#### What needs to be done
Determine how many of the lines below contain the string "side", and give only that number.

· · ·

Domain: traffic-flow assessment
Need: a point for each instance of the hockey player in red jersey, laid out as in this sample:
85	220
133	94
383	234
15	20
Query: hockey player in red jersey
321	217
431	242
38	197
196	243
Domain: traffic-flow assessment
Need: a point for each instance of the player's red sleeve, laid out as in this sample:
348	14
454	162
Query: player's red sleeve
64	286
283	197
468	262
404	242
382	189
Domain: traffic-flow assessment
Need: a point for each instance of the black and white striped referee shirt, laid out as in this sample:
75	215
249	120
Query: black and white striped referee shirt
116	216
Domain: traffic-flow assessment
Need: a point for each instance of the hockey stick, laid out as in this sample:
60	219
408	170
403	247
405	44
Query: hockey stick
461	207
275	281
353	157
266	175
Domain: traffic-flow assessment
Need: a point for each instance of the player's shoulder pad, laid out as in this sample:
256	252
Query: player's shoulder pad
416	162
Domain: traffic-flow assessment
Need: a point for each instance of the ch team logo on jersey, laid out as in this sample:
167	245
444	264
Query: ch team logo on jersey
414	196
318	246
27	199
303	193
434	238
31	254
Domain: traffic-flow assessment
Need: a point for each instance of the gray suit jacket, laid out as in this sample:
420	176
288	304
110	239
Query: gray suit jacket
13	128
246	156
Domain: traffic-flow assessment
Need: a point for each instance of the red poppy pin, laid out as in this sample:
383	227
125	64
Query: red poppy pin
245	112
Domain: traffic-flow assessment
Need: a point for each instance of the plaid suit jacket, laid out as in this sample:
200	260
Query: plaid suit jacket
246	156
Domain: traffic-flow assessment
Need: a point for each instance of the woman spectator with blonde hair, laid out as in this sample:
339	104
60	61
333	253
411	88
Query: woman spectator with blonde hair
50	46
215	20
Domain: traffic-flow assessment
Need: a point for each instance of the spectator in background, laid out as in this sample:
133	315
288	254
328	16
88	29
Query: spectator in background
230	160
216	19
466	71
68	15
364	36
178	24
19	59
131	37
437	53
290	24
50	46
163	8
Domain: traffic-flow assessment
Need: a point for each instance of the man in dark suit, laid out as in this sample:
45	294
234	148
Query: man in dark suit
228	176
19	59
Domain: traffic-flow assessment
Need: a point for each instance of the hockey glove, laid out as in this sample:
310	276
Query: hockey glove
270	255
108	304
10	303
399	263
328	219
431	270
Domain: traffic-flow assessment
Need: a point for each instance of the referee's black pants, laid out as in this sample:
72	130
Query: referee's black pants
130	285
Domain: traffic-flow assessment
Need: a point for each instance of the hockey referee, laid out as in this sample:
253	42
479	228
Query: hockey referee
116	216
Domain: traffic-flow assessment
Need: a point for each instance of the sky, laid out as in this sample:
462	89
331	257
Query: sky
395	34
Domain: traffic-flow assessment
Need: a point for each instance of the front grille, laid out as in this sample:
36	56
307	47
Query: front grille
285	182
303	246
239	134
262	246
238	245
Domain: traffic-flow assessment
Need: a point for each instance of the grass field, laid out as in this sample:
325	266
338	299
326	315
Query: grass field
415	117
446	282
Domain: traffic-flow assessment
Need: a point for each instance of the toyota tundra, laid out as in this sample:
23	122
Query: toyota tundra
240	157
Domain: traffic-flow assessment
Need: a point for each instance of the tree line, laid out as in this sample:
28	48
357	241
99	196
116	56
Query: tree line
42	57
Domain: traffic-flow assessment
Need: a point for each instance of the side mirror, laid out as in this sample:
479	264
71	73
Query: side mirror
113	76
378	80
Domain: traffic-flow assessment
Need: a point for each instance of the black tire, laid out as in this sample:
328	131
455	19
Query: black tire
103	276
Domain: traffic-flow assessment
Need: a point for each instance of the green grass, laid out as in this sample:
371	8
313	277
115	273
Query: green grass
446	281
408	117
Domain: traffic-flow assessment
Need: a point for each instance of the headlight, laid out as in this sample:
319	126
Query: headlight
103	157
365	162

· · ·

#### Exercise response
2